» Document

BEGIN

Computer Science consists of the science of algorithms (theory, analysis, design and implementation) as well as the design and implementation of computer systems. As such it is an interdisciplinary field with roots in mathematics and engineering and applications in many other academic disciplines. The program at Bryn Mawr is founded on the belief that computer science should transcend from being a subfield of mathematics and engineering and play a broader role in all forms of human inquiry. The Computer Science Department is supported jointly by faculty at both Bryn Mawr and Haverford Colleges. The department welcomes students who wish to pursue a major in computer science. Additionally, the department also offers a minor in computer science, a minor in computational methods and a concentration in computer science (at Haverford College). The department also strives to facilitate evolving interdisciplinary majors. For example, students can propose a major in cognitive science by combining coursework from computer science and disciplines such as psychology and philosophy. Students can further specialize their majors by selecting elective courses that focus on specific disciplinary tracks or pathways within the discipline. All majors, minors and concentrations offered by the department emphasize foundations and basic principles of information science with the goal of providing students with skills that transcend short-term trends in computer hardware and software.

END

» Dataset rows
BEGIN

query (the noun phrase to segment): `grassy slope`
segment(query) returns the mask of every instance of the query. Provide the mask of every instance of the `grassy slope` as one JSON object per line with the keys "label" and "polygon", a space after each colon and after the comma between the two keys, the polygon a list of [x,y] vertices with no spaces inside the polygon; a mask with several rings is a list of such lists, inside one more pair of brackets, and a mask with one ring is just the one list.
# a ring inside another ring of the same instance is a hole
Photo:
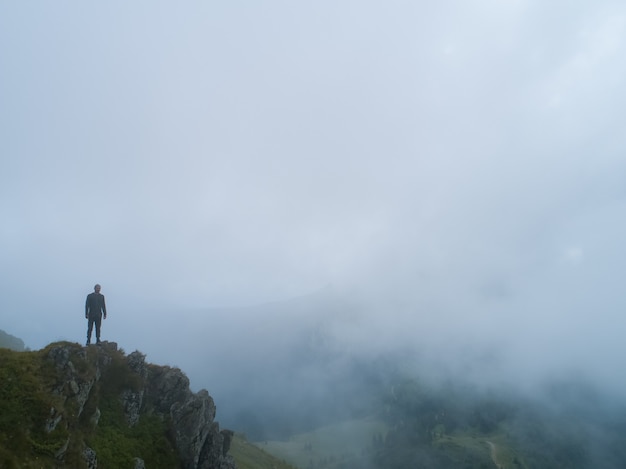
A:
{"label": "grassy slope", "polygon": [[375,419],[348,420],[292,436],[288,441],[256,443],[268,453],[297,467],[333,467],[335,462],[361,455],[386,425]]}
{"label": "grassy slope", "polygon": [[235,459],[237,469],[294,469],[238,434],[233,438],[229,454]]}
{"label": "grassy slope", "polygon": [[[112,363],[100,383],[92,390],[80,419],[74,399],[65,401],[54,396],[52,388],[57,371],[45,356],[51,344],[36,352],[14,352],[0,349],[0,467],[57,468],[85,467],[80,456],[82,442],[87,442],[98,454],[103,468],[130,467],[132,458],[144,458],[147,467],[176,467],[176,454],[166,439],[165,423],[154,416],[142,416],[139,424],[129,428],[117,396],[135,378],[126,366],[124,353],[111,353]],[[79,374],[95,373],[96,349],[87,349],[87,360],[78,352],[78,344],[64,343],[72,349],[72,363]],[[50,433],[45,431],[50,409],[64,414],[64,423]],[[96,407],[101,411],[96,428],[89,417]],[[70,438],[63,466],[56,458]]]}

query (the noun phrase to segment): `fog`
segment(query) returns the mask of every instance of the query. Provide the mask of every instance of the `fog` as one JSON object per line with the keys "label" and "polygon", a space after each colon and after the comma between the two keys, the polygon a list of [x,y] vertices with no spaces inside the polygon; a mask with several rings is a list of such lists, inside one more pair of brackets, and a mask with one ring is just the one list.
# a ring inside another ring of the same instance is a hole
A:
{"label": "fog", "polygon": [[625,39],[608,0],[4,2],[0,328],[83,342],[100,283],[218,408],[304,337],[619,396]]}

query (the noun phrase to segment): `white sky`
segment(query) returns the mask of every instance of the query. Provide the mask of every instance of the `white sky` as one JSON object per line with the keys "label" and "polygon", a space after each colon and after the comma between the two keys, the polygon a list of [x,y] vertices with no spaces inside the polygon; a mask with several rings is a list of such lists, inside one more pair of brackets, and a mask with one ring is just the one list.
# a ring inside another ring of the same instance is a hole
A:
{"label": "white sky", "polygon": [[617,364],[625,40],[605,0],[0,2],[0,328],[333,285]]}

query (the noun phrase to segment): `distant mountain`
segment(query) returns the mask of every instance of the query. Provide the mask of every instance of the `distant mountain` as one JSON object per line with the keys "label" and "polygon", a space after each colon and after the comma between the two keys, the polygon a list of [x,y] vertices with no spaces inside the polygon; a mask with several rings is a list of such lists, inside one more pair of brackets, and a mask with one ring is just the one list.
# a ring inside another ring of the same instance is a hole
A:
{"label": "distant mountain", "polygon": [[0,329],[0,347],[16,350],[18,352],[25,350],[24,341],[22,339],[7,334],[2,329]]}
{"label": "distant mountain", "polygon": [[0,349],[0,467],[234,469],[208,392],[115,343]]}

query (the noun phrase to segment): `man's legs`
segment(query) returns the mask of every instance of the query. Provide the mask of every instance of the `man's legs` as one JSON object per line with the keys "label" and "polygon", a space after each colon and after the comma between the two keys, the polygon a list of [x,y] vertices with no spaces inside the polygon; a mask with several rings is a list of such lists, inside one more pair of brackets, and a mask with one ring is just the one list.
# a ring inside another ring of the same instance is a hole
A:
{"label": "man's legs", "polygon": [[[93,318],[89,316],[87,321],[87,345],[91,343],[91,331],[93,330]],[[96,329],[96,334],[98,334],[98,330]]]}
{"label": "man's legs", "polygon": [[100,326],[102,325],[102,314],[98,314],[98,316],[94,319],[96,322],[96,343],[100,343]]}

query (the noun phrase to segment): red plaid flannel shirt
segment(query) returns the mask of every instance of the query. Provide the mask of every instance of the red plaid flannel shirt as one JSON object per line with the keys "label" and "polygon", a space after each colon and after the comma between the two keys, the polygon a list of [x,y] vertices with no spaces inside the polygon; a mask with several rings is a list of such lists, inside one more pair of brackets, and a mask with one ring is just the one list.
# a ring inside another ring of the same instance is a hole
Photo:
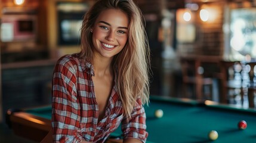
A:
{"label": "red plaid flannel shirt", "polygon": [[98,122],[97,104],[92,76],[92,66],[78,58],[78,54],[60,58],[53,79],[52,126],[54,142],[104,142],[122,123],[124,138],[137,138],[146,142],[146,114],[138,99],[127,120],[122,104],[114,85],[105,116]]}

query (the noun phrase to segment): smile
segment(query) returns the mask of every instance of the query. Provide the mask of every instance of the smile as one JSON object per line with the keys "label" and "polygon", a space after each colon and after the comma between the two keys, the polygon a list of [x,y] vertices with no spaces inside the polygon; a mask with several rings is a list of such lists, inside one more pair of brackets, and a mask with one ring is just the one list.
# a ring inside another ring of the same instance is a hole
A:
{"label": "smile", "polygon": [[102,43],[102,45],[107,48],[113,48],[115,46],[115,45],[108,45],[104,43]]}

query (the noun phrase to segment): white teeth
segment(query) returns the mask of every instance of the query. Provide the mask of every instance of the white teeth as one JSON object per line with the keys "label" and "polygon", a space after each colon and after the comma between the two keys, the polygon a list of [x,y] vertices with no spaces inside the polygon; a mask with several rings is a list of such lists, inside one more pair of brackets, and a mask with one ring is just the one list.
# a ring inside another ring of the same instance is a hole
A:
{"label": "white teeth", "polygon": [[104,46],[108,48],[112,48],[114,47],[113,45],[107,45],[107,44],[106,44],[106,43],[103,43],[103,45]]}

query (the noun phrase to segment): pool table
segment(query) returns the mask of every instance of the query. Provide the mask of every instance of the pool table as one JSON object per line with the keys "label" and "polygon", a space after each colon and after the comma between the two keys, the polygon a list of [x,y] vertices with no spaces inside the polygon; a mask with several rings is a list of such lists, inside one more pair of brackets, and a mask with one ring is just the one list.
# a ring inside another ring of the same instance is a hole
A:
{"label": "pool table", "polygon": [[[162,109],[162,118],[155,111]],[[147,114],[147,142],[208,142],[211,130],[218,133],[216,142],[256,142],[256,110],[215,103],[150,96]],[[51,106],[7,111],[7,123],[15,133],[39,142],[51,128]],[[248,126],[239,129],[238,123],[245,120]],[[111,137],[122,136],[120,128]],[[118,142],[118,141],[117,141]]]}

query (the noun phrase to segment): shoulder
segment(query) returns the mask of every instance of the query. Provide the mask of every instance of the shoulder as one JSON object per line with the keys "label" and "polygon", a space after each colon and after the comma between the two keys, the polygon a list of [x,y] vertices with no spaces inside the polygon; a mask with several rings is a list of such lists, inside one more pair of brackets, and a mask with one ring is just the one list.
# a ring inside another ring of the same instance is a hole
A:
{"label": "shoulder", "polygon": [[57,61],[55,71],[69,70],[72,73],[75,73],[80,65],[80,60],[77,54],[65,55],[61,57]]}
{"label": "shoulder", "polygon": [[57,61],[57,64],[60,65],[74,65],[79,62],[78,56],[74,54],[72,55],[65,55],[61,57]]}

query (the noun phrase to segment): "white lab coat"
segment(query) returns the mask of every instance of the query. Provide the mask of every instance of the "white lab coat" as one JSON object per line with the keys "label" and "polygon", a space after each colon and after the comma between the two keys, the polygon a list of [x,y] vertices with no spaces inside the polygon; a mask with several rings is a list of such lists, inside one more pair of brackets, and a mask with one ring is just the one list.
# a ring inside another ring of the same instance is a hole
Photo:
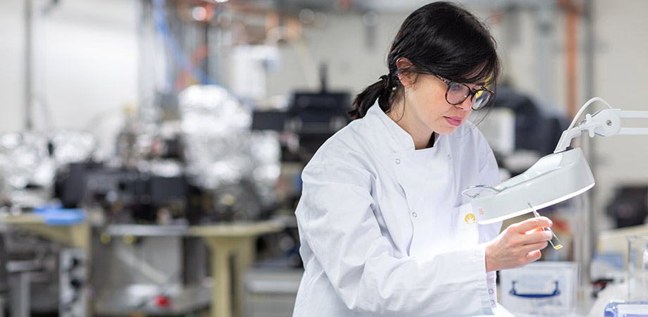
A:
{"label": "white lab coat", "polygon": [[466,316],[498,309],[480,225],[461,192],[499,182],[466,122],[432,148],[375,104],[329,139],[302,173],[295,213],[304,273],[294,316]]}

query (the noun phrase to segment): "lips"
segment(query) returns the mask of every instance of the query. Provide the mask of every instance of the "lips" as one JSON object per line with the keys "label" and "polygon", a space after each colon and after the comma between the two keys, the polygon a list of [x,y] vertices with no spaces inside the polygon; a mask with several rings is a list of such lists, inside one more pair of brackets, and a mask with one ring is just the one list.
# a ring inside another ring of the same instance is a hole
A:
{"label": "lips", "polygon": [[446,121],[448,121],[448,123],[453,127],[459,127],[461,125],[461,121],[463,120],[463,117],[443,117],[445,118]]}

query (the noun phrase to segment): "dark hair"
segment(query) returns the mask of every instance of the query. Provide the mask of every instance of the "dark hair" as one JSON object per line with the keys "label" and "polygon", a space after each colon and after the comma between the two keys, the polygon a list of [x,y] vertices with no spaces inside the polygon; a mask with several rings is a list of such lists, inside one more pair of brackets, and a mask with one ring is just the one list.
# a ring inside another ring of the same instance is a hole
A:
{"label": "dark hair", "polygon": [[[412,66],[398,69],[401,58]],[[444,1],[425,5],[405,19],[392,42],[387,63],[389,74],[354,99],[354,108],[348,112],[351,119],[363,117],[377,99],[380,108],[389,112],[393,100],[402,94],[399,73],[435,74],[457,82],[487,80],[494,90],[501,67],[488,28],[466,9]]]}

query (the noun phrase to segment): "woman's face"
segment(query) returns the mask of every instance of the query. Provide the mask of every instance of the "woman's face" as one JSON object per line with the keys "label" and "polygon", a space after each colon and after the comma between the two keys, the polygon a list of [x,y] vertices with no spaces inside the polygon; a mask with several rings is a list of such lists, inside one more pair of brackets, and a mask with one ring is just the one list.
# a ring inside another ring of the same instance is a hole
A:
{"label": "woman's face", "polygon": [[[403,123],[428,135],[448,135],[463,124],[472,112],[472,101],[451,105],[445,98],[448,85],[433,75],[418,74],[416,80],[404,82],[405,113]],[[477,85],[466,84],[471,88]],[[410,132],[410,131],[408,131]]]}

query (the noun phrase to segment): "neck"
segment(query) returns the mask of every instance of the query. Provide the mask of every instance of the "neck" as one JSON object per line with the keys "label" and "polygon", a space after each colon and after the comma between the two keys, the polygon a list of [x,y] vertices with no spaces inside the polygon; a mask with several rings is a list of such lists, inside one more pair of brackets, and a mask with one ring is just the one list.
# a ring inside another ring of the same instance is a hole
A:
{"label": "neck", "polygon": [[408,113],[405,112],[405,107],[403,102],[396,102],[392,105],[391,110],[387,116],[390,117],[399,127],[405,130],[414,142],[415,149],[427,149],[434,146],[438,135],[434,131],[416,128],[411,124],[412,118],[408,116]]}

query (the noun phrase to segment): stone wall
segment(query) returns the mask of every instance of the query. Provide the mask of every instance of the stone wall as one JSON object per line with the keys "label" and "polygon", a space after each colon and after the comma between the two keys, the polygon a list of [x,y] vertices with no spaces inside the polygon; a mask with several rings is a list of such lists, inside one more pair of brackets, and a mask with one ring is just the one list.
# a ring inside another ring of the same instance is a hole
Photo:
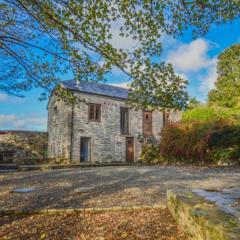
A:
{"label": "stone wall", "polygon": [[0,131],[0,164],[43,158],[47,158],[46,132]]}
{"label": "stone wall", "polygon": [[[134,138],[134,161],[137,162],[142,143],[143,113],[129,109],[129,135],[120,133],[120,107],[129,107],[124,100],[98,96],[94,94],[75,93],[89,103],[101,104],[101,122],[88,119],[86,103],[68,106],[52,96],[48,106],[48,156],[72,157],[72,163],[80,163],[80,139],[91,138],[91,162],[125,162],[126,137]],[[73,118],[72,118],[73,110]],[[72,125],[72,128],[71,128]],[[153,134],[160,140],[162,113],[153,112]],[[71,147],[71,142],[72,147]]]}
{"label": "stone wall", "polygon": [[52,95],[48,103],[48,157],[70,158],[71,105]]}

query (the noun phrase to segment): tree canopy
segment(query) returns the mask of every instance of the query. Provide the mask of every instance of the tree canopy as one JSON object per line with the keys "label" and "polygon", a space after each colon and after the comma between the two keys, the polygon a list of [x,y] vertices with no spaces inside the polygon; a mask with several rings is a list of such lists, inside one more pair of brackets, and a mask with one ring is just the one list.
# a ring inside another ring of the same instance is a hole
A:
{"label": "tree canopy", "polygon": [[209,102],[223,107],[240,107],[240,44],[226,49],[218,57],[218,78]]}
{"label": "tree canopy", "polygon": [[[204,34],[239,15],[239,1],[225,0],[0,0],[0,90],[51,91],[63,76],[100,81],[116,67],[135,105],[181,109],[186,81],[160,61],[161,36]],[[114,25],[134,48],[113,46]]]}

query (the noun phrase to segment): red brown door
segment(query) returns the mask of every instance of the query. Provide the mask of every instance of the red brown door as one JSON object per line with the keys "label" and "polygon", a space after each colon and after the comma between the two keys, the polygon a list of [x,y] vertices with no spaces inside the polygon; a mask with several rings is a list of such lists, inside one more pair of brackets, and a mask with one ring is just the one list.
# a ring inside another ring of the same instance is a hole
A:
{"label": "red brown door", "polygon": [[143,135],[152,136],[152,112],[143,112]]}
{"label": "red brown door", "polygon": [[126,137],[126,162],[134,162],[134,138]]}

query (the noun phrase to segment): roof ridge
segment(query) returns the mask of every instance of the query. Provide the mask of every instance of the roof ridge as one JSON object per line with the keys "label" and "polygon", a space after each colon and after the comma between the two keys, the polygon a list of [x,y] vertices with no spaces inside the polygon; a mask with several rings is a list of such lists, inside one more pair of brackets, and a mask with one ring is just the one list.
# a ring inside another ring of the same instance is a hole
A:
{"label": "roof ridge", "polygon": [[[64,80],[64,81],[62,81],[62,82],[71,82],[71,81],[72,81],[72,82],[75,82],[76,80],[71,79],[71,80]],[[99,82],[94,82],[94,81],[85,81],[85,80],[79,80],[79,81],[80,81],[80,82],[84,82],[84,83],[93,83],[93,84],[100,85],[100,86],[111,86],[111,87],[114,87],[114,88],[120,88],[120,89],[129,91],[128,88],[119,87],[119,86],[115,86],[115,85],[112,85],[112,84],[99,83]]]}
{"label": "roof ridge", "polygon": [[79,91],[79,92],[88,92],[97,95],[104,95],[116,98],[127,99],[129,94],[129,89],[114,86],[106,83],[99,83],[95,81],[84,81],[80,80],[79,84],[74,79],[64,80],[62,84],[71,90]]}

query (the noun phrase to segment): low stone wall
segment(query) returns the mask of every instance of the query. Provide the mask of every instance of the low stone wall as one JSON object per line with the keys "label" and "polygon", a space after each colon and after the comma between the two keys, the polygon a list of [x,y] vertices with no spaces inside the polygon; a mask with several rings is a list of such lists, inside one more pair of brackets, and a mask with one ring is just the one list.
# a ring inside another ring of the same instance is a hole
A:
{"label": "low stone wall", "polygon": [[168,209],[194,240],[239,240],[240,221],[190,191],[167,192]]}
{"label": "low stone wall", "polygon": [[0,164],[42,163],[46,158],[46,132],[0,131]]}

END

» Challenge 1
Translate this sentence from the text on computer science at Bryn Mawr into Spanish: "The Computer Science Department is supported jointly by faculty at both Bryn Mawr and Haverford Colleges."
» Challenge 2
In the text on computer science at Bryn Mawr, at which college is the concentration in computer science offered?
» Challenge 3
Carry on the text on computer science at Bryn Mawr from its final sentence.

» Written response 1
El Departamento de Ciencias de la Computación recibe el apoyo conjunto del profesorado de Bryn Mawr College y de Haverford College.

» Written response 2
Haverford College.

» Written response 3
Major in Computer Science
Students are encouraged to prepare a major course plan in consultation with their academic adviser in Computer Science. The requirements for a major in computer science are three introductory courses (CMSC 110/113, 206 and 231), three core courses (two of CMSC 240, 245, 246 and one of 330, 340 or 345), six electives of a student’s choosing and a senior thesis. Students can specialize in specific disciplinary tracks or pathways by carefully choosing their elective courses. Such pathways can enable specialization in areas such as: computational theory, computer systems, software development, computer graphics, artificial intelligence, robotics, computational media, computational linguistics, cognitive science, etc. Students should ensure that they have completed at least three courses in computer science by the end of their sophomore year (we highly recommend CMSC 110/113, 206 and 231).
Minor in Computer Science
Students in any major are encouraged to complete a minor in computer science. Completing a minor in computer science enables students to pursue graduate studies in computer science, in addition to their own major. The requirements for a minor in computer science at Bryn Mawr are 110/113, 206, 231, any two of 240, 245, 246, 330, 340 or 345, and two electives chosen from any course in computer science, approved by the student’s adviser in computer science. As mentioned above, these requirements can be combined with any major, depending on the student’s interest and preparation.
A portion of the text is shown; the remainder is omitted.